* **WHAT NEEDS TO BE DONE**
Please pick out every line of the records below that contains the word "road" and copy each one.

* **AVAILABLE DATA**
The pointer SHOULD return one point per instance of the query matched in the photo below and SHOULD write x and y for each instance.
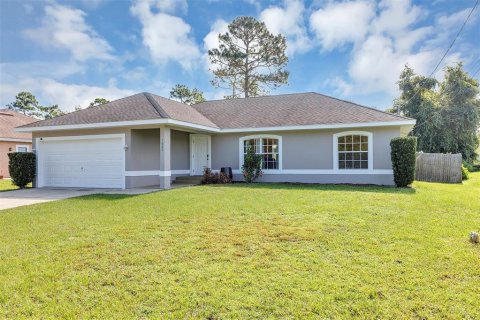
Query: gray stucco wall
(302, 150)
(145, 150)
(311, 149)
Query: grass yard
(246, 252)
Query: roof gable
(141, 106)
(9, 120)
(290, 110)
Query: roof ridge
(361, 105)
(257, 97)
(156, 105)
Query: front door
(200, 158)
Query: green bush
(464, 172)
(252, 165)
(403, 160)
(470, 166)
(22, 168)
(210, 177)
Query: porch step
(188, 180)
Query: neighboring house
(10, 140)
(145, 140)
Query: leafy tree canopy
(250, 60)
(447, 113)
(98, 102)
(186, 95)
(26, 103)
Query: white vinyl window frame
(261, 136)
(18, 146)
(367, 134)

---

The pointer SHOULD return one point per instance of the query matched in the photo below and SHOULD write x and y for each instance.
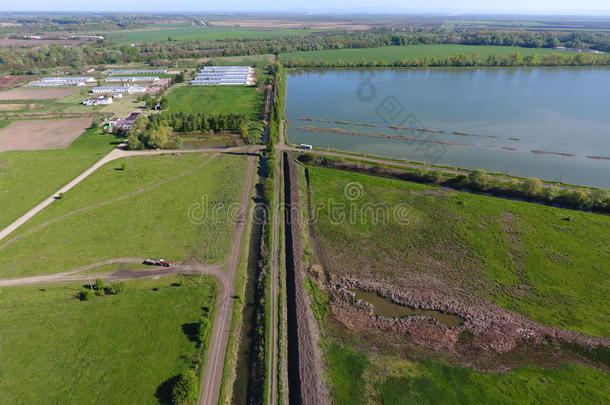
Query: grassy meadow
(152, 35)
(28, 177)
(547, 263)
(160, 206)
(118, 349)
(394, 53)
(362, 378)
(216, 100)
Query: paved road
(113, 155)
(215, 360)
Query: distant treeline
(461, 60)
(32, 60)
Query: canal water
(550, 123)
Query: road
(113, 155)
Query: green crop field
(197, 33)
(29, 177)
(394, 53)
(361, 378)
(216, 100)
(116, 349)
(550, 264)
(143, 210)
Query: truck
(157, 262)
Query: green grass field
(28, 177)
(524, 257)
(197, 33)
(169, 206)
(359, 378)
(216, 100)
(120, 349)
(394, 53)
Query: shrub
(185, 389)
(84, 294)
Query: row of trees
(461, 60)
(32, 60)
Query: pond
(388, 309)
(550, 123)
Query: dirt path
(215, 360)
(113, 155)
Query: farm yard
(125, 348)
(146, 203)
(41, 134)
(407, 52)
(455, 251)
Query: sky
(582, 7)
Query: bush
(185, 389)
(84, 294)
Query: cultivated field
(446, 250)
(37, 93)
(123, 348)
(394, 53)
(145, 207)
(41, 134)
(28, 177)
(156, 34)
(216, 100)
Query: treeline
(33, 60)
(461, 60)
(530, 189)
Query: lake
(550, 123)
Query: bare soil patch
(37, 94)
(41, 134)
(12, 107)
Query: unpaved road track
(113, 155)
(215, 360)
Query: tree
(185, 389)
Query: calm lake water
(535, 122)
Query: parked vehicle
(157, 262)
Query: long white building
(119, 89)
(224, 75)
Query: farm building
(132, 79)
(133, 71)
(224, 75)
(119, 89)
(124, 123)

...

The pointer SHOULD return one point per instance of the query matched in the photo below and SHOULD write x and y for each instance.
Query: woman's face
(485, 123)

* **CORRECT RESULT**
Query: paved road
Query: road
Query: unpaved road track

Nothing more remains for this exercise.